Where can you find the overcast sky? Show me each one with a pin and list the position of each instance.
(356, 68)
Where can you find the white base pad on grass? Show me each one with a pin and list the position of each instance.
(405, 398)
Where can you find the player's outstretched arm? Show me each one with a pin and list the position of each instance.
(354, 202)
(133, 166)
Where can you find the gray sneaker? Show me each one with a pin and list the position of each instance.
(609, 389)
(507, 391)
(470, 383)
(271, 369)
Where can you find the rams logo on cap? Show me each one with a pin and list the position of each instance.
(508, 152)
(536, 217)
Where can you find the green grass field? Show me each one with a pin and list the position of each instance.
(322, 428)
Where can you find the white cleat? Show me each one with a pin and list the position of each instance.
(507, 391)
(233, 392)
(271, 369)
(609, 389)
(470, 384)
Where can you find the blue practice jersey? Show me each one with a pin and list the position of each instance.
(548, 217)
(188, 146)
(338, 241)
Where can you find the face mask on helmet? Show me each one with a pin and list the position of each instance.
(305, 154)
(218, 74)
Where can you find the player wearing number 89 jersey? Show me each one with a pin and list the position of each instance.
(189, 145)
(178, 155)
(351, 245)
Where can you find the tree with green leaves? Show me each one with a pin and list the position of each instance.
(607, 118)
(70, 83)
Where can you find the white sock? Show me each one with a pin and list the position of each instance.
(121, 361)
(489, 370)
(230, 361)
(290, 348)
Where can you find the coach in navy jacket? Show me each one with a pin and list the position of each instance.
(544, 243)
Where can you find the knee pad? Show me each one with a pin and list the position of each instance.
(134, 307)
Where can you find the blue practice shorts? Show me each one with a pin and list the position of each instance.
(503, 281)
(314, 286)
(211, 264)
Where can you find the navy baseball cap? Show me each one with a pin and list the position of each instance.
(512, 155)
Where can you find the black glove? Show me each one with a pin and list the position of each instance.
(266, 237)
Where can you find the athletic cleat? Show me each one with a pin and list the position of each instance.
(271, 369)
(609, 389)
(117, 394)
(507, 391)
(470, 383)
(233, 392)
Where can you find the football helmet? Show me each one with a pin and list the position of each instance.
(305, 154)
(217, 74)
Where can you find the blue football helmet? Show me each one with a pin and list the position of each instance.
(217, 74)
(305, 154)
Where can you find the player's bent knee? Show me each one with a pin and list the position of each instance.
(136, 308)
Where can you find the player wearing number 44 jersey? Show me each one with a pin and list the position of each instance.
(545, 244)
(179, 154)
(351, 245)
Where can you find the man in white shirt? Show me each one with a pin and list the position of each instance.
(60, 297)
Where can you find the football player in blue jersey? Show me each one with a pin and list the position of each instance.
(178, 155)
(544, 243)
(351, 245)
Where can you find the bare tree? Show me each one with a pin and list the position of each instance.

---------------

__Required action__. Your answer should be all of the records, transcribed exactly.

__Answer area__.
Where can you find the overcast sky? Show me each one with a pin and list the position of each instance.
(356, 68)
Where can you find the white base pad on grass? Show me each one with a pin and list the position of each instance.
(405, 398)
Where can you find the player's outstretched arm? Show me each one with a pin and list the position of each instance.
(354, 202)
(133, 166)
Where can you find the gray sneaker? Show me each one with a pin and list the position of each instance.
(609, 389)
(507, 391)
(470, 383)
(271, 369)
Where can you find the rams logo on cap? Show me each one with a pin and list the position of each instance.
(508, 152)
(536, 217)
Where can you find the green grass field? Show me each one with a pin and list the position of each instance.
(322, 428)
Where can you find the white cleat? Show me each one with a pin and list the position of each instance.
(507, 391)
(233, 392)
(271, 369)
(609, 389)
(470, 384)
Where can you find the blue practice jersey? Show me each one with a pin and list the position of each instance.
(548, 217)
(188, 146)
(338, 241)
Where can you find the face mask on helmet? Show me each one with a pin and list the position of each instance.
(305, 154)
(218, 74)
Where can you find the player wearing number 89 jersey? Show me each one with a pin and list the position of each instance.
(189, 145)
(178, 155)
(351, 245)
Where can you find the tree with green leaves? Show me each one with a pin and list the position of each instance.
(607, 118)
(70, 83)
Where can you find the white sock? Show me each one with a pin and list the position of each instance.
(121, 361)
(489, 370)
(230, 361)
(290, 348)
Where can you find the coach in navy jacket? Show me each one with a pin and list the position of each instance.
(544, 243)
Where can you find the knee pad? Show me each one with a pin and list the position of each instance.
(134, 307)
Where can you find the blue practice shorts? Show me each one with a pin and list the position of each instance.
(503, 281)
(314, 286)
(211, 264)
Where can you find the navy baseball cap? Show me each one with a pin and list the position of each instance.
(512, 155)
Where can you find the black glove? Show me each one with a pin and list the position of each instance.
(266, 237)
Where can you find the athletic cleat? Show me each one with a pin and list the position of each instance.
(271, 369)
(609, 389)
(117, 394)
(507, 391)
(470, 383)
(233, 392)
Where can you find the football helmet? Show me each one with a pin and list the position of each instance.
(305, 154)
(217, 74)
Where can you find the blue football helmet? Show me each one with a pin and list the position of each instance.
(217, 74)
(305, 154)
Where can you find the player's bent knee? Show me each one with a pin and list the position of each instance.
(136, 308)
Where can you find the player wearing number 44 jersey? Show me each one with a pin and list the position of each instance.
(545, 244)
(179, 154)
(351, 245)
Where can you find the man in white shirt? Show me each one with a pin and list the position of each instance.
(60, 297)
Where can you find the football player in blue jersey? Show me each one with a pin and list the position of each instance.
(178, 155)
(544, 243)
(351, 245)
Where can you find the bare tree? Show me each one with a pin and list the position of each instance.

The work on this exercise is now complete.